╭─ EXERCISE MATERIAL

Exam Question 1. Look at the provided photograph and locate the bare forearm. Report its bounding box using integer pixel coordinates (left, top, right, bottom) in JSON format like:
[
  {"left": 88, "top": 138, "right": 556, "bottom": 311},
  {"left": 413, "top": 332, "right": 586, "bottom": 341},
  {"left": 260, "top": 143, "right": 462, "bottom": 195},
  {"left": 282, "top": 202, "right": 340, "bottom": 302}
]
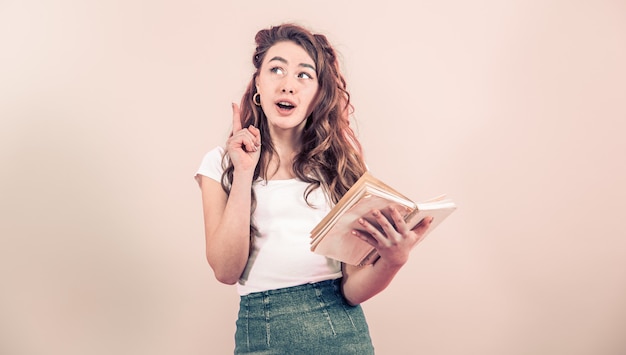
[
  {"left": 343, "top": 259, "right": 401, "bottom": 305},
  {"left": 206, "top": 174, "right": 252, "bottom": 284}
]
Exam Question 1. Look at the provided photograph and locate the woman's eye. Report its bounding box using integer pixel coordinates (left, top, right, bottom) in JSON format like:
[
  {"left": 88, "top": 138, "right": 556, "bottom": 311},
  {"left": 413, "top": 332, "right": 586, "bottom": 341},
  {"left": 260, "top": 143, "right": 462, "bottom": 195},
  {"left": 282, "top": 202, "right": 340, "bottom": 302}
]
[
  {"left": 298, "top": 72, "right": 313, "bottom": 79},
  {"left": 270, "top": 67, "right": 285, "bottom": 75}
]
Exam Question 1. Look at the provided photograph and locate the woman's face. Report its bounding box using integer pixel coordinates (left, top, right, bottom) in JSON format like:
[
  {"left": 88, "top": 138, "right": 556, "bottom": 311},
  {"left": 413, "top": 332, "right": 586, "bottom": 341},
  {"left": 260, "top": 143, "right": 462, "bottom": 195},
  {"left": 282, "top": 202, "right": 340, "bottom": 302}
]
[{"left": 256, "top": 41, "right": 319, "bottom": 134}]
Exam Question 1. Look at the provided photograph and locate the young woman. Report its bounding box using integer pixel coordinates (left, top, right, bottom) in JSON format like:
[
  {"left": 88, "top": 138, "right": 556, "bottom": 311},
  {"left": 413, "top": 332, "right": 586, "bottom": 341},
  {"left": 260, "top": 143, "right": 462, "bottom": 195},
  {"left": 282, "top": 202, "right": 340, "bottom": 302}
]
[{"left": 196, "top": 24, "right": 430, "bottom": 354}]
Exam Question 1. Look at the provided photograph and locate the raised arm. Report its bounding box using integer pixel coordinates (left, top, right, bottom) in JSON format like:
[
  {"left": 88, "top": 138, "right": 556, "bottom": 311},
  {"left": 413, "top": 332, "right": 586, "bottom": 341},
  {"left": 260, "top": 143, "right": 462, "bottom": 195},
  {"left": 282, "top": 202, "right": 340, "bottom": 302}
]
[{"left": 200, "top": 104, "right": 261, "bottom": 285}]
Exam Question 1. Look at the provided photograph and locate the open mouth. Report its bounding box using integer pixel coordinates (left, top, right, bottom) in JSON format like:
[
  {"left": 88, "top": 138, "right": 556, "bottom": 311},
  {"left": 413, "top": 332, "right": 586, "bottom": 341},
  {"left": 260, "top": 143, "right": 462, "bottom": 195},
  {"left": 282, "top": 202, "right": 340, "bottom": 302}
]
[{"left": 276, "top": 101, "right": 296, "bottom": 111}]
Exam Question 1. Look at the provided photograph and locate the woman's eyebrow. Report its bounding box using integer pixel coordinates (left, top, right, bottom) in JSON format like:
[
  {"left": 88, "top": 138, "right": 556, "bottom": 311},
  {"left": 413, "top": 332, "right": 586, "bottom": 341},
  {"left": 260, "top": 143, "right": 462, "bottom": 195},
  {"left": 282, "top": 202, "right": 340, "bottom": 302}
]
[{"left": 269, "top": 56, "right": 315, "bottom": 71}]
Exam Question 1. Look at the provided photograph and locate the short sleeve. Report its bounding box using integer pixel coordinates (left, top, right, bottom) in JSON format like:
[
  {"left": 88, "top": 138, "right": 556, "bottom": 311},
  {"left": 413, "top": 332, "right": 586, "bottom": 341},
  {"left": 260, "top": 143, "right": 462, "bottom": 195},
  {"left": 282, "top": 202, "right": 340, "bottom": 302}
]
[{"left": 194, "top": 146, "right": 224, "bottom": 188}]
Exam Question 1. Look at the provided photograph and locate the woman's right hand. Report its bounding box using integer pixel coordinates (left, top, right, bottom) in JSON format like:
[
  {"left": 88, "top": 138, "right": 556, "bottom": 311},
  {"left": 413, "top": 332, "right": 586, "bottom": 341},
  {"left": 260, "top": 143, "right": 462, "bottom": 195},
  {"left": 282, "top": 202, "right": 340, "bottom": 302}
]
[{"left": 226, "top": 103, "right": 261, "bottom": 173}]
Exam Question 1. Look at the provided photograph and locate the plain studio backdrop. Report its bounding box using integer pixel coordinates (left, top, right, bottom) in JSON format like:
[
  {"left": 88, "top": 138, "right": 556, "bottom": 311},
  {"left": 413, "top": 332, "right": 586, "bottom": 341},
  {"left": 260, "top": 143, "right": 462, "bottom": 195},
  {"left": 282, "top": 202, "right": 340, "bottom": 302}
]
[{"left": 0, "top": 0, "right": 626, "bottom": 355}]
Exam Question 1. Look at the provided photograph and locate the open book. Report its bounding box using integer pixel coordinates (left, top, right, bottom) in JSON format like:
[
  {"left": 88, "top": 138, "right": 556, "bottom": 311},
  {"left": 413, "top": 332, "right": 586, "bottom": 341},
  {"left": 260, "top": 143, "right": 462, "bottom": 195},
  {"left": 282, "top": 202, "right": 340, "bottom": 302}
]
[{"left": 311, "top": 172, "right": 456, "bottom": 265}]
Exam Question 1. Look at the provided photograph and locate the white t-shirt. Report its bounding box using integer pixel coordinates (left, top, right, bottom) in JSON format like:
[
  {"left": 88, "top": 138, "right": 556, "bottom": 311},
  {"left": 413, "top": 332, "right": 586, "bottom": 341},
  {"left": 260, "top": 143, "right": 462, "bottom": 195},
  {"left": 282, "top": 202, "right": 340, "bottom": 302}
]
[{"left": 196, "top": 147, "right": 342, "bottom": 295}]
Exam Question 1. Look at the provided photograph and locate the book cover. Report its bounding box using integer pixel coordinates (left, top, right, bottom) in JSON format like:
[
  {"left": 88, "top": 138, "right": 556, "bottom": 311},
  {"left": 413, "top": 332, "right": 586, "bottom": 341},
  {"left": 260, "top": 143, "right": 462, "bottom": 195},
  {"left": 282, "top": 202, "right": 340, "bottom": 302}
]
[{"left": 311, "top": 172, "right": 456, "bottom": 265}]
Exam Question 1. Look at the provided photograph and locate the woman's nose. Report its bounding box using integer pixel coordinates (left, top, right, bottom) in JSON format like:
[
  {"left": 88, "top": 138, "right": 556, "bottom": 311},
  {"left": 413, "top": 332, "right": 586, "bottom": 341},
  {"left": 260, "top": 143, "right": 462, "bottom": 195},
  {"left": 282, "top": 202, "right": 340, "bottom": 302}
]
[{"left": 280, "top": 76, "right": 295, "bottom": 94}]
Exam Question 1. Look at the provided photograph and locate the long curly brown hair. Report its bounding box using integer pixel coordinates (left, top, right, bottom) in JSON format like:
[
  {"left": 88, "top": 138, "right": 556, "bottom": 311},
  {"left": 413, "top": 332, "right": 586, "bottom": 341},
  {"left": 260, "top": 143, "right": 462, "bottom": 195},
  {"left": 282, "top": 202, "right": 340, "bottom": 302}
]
[{"left": 222, "top": 24, "right": 366, "bottom": 240}]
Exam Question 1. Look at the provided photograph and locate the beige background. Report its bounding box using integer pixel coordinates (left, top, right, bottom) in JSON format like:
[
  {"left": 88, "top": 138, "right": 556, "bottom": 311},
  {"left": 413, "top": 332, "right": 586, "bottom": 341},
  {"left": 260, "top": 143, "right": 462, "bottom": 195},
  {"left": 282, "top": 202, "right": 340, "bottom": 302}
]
[{"left": 0, "top": 0, "right": 626, "bottom": 355}]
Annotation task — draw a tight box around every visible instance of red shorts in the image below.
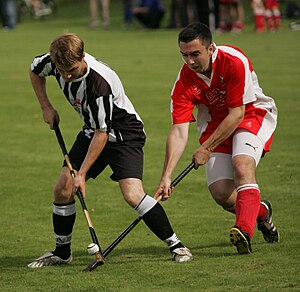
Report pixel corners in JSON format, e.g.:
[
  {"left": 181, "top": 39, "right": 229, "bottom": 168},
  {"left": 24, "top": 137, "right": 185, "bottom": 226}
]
[{"left": 265, "top": 0, "right": 279, "bottom": 9}]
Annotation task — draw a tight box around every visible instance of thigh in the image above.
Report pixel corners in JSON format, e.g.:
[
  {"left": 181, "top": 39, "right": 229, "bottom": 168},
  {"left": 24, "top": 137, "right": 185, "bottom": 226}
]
[
  {"left": 205, "top": 152, "right": 233, "bottom": 186},
  {"left": 64, "top": 131, "right": 108, "bottom": 178},
  {"left": 103, "top": 143, "right": 144, "bottom": 181},
  {"left": 232, "top": 129, "right": 264, "bottom": 166}
]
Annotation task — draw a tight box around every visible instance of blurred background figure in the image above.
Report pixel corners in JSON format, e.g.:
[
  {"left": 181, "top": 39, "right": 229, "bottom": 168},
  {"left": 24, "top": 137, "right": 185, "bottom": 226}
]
[
  {"left": 265, "top": 0, "right": 281, "bottom": 31},
  {"left": 0, "top": 0, "right": 17, "bottom": 31},
  {"left": 193, "top": 0, "right": 210, "bottom": 27},
  {"left": 132, "top": 0, "right": 165, "bottom": 29},
  {"left": 123, "top": 0, "right": 133, "bottom": 28},
  {"left": 218, "top": 0, "right": 245, "bottom": 33},
  {"left": 251, "top": 0, "right": 266, "bottom": 32},
  {"left": 31, "top": 0, "right": 52, "bottom": 18},
  {"left": 90, "top": 0, "right": 110, "bottom": 28},
  {"left": 168, "top": 0, "right": 194, "bottom": 28}
]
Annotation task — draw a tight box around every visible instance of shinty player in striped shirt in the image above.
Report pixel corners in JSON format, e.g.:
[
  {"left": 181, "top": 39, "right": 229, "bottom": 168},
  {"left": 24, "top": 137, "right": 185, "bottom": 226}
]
[{"left": 28, "top": 33, "right": 192, "bottom": 268}]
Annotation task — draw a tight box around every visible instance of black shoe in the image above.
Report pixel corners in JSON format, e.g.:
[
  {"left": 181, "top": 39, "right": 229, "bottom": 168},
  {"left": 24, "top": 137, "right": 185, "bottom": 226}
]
[
  {"left": 257, "top": 200, "right": 279, "bottom": 242},
  {"left": 229, "top": 226, "right": 252, "bottom": 254}
]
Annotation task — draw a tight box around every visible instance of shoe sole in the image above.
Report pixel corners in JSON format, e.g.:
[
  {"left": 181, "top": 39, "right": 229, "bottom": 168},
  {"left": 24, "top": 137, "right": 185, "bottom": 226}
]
[
  {"left": 229, "top": 228, "right": 252, "bottom": 254},
  {"left": 257, "top": 200, "right": 280, "bottom": 243}
]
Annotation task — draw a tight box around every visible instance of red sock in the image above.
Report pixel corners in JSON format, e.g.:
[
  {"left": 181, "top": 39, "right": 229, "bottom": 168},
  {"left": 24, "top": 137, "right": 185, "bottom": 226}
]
[
  {"left": 256, "top": 203, "right": 268, "bottom": 223},
  {"left": 235, "top": 184, "right": 260, "bottom": 238}
]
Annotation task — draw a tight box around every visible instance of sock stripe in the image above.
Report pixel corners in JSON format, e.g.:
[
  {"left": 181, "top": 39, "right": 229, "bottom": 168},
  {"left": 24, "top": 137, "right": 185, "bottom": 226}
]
[
  {"left": 236, "top": 184, "right": 259, "bottom": 192},
  {"left": 134, "top": 195, "right": 157, "bottom": 217},
  {"left": 53, "top": 203, "right": 76, "bottom": 217}
]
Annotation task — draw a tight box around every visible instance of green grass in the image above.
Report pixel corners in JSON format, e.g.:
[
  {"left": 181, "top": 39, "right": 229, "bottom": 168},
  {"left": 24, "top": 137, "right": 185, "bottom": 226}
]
[{"left": 0, "top": 1, "right": 300, "bottom": 292}]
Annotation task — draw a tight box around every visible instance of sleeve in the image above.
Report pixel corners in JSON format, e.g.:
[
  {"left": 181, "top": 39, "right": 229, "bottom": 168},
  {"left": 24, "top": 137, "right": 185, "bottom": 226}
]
[
  {"left": 31, "top": 53, "right": 55, "bottom": 77},
  {"left": 171, "top": 72, "right": 196, "bottom": 125},
  {"left": 227, "top": 54, "right": 254, "bottom": 108}
]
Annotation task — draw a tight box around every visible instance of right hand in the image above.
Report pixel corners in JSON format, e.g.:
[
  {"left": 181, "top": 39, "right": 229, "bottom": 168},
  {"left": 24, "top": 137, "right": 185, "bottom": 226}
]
[
  {"left": 153, "top": 178, "right": 174, "bottom": 201},
  {"left": 42, "top": 106, "right": 59, "bottom": 129}
]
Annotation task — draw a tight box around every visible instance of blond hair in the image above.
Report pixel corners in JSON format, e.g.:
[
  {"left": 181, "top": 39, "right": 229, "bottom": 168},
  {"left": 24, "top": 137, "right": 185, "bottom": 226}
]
[{"left": 50, "top": 33, "right": 84, "bottom": 67}]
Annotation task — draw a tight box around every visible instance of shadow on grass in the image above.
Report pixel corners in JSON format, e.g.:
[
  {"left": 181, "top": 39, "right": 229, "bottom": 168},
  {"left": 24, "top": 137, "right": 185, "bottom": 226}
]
[{"left": 0, "top": 241, "right": 236, "bottom": 272}]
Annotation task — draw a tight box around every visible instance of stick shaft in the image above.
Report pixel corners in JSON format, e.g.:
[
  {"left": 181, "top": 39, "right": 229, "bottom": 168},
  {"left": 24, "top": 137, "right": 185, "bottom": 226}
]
[
  {"left": 103, "top": 162, "right": 195, "bottom": 257},
  {"left": 53, "top": 122, "right": 103, "bottom": 260}
]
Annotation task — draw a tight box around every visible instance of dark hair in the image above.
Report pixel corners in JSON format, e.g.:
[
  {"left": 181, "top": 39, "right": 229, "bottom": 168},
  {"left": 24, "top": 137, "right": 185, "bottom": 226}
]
[{"left": 178, "top": 22, "right": 212, "bottom": 47}]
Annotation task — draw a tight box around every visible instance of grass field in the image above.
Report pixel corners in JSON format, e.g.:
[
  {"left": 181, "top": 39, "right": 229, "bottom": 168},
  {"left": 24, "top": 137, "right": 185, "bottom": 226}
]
[{"left": 0, "top": 1, "right": 300, "bottom": 292}]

╰─

**PROBLEM DETAILS:**
Recast the part of the records that opens with the line containing "dark hair in the image above." and closes with the final line of the records as a Markdown table with the columns Row and Line, giving each line its own numbered row and omitting blank lines.

**ANSWER FOR THIS EXERCISE:**
| Row | Line |
|---|---|
| 1 | Annotation task — draw a tight box around every visible instance of dark hair in the image above. |
| 2 | Report pixel corners in JSON format, e.g.: |
| 3 | [ |
| 4 |   {"left": 181, "top": 39, "right": 229, "bottom": 168}, |
| 5 |   {"left": 24, "top": 137, "right": 185, "bottom": 226} |
| 6 | ] |
| 7 | [{"left": 178, "top": 22, "right": 212, "bottom": 47}] |
| 8 | Annotation task — draw a tight box around every visible instance of grass field in the image above. |
| 9 | Report pixel corners in JSON format, e.g.: |
| 10 | [ |
| 11 |   {"left": 181, "top": 39, "right": 229, "bottom": 168}, |
| 12 |   {"left": 24, "top": 137, "right": 185, "bottom": 226} |
| 13 | ] |
| 14 | [{"left": 0, "top": 1, "right": 300, "bottom": 292}] |